:: Requirement A ::
Please filter the records below, keeping every line that contains the string "helmet", with case counting.

:: Text to read ::
— BEGIN —
Master Change with These Four Simple Steps

There is a little poem, "Two men looked through prison bars. One saw the mud; the other saw the stars." The moral: You can improve your ability to deal with change by focusing your attention on the future and by seeing the glass as half-full rather than half-empty.

A critical issue in dealing with change is the subject of control. Most of your stress and unhappiness comes as a result of feeling out of control in a particular area of your life. If you think about the times or places where you felt the very best about yourself, you will realize that you had a high degree of control in those places. One of the reasons why you like to get home after a trip is that, after you walk through your front door, you feel completely in control of your environment. You know where everything is. You don't have to answer to anyone. You can relax completely. You are back in control.
— END —
:: Requirement B ::
Print the part of the article on handling change above between "There is a little" and "rather than half-empty.", inclusive, word for word.

:: Records supplied ::
— BEGIN —
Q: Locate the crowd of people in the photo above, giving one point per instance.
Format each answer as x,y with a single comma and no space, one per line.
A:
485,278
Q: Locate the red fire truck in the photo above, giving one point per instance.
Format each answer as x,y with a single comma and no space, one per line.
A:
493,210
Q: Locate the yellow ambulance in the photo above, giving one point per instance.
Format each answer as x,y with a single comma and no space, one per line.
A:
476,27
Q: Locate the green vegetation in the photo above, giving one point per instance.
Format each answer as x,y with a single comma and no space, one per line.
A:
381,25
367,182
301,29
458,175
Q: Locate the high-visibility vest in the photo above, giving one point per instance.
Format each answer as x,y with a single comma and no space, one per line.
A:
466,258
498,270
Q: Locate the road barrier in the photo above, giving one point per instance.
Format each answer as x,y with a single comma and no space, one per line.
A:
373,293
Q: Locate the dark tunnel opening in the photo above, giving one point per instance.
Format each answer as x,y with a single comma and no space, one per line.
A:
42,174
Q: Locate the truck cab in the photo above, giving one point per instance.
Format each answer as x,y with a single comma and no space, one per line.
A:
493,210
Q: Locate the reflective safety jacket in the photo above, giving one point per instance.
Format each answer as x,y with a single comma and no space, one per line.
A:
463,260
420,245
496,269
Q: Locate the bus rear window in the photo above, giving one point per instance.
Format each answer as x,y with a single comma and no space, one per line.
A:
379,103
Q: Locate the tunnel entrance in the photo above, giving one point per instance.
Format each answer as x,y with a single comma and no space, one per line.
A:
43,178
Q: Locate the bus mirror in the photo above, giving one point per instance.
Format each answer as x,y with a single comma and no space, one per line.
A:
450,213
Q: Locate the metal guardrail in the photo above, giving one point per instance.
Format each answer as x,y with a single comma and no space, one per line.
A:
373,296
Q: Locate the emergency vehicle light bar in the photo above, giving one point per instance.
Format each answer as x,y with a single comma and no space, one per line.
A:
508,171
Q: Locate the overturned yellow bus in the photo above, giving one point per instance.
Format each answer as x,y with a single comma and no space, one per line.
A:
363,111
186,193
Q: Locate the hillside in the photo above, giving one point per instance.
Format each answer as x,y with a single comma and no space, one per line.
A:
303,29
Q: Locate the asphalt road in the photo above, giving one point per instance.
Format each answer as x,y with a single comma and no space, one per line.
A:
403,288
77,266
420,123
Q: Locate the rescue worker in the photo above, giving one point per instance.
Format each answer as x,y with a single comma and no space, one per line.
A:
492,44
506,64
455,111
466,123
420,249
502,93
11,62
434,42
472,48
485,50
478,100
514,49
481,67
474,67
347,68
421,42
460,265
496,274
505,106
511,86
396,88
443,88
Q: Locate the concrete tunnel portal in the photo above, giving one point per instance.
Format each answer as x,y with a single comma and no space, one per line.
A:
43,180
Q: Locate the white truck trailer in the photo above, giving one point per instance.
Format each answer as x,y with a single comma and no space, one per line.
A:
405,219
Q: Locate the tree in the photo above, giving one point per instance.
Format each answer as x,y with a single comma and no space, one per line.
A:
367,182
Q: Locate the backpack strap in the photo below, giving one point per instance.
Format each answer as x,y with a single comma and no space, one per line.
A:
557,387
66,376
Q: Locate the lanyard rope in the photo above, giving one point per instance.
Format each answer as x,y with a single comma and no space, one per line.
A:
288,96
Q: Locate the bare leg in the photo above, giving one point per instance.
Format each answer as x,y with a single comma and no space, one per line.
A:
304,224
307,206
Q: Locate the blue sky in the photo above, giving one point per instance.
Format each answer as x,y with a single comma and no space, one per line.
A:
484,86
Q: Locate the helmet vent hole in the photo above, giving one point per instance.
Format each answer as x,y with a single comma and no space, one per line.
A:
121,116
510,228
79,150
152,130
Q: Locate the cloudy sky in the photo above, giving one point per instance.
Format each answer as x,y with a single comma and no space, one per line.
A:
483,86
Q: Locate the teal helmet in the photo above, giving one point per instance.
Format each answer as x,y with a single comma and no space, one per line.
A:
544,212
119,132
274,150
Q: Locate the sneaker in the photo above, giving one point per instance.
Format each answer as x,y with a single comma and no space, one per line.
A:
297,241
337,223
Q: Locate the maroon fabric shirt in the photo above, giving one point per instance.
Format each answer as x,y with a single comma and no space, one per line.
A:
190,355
— END —
:: Complete output A ::
Q: Locate the helmet vent hole in the photo above, giving one point per instance.
Q: Locate the teal helmet in the photo above, giving one point per instance.

:: Complete output B ::
There is a little poem, "Two men looked through prison bars. One saw the mud; the other saw the stars." The moral: You can improve your ability to deal with change by focusing your attention on the future and by seeing the glass as half-full rather than half-empty.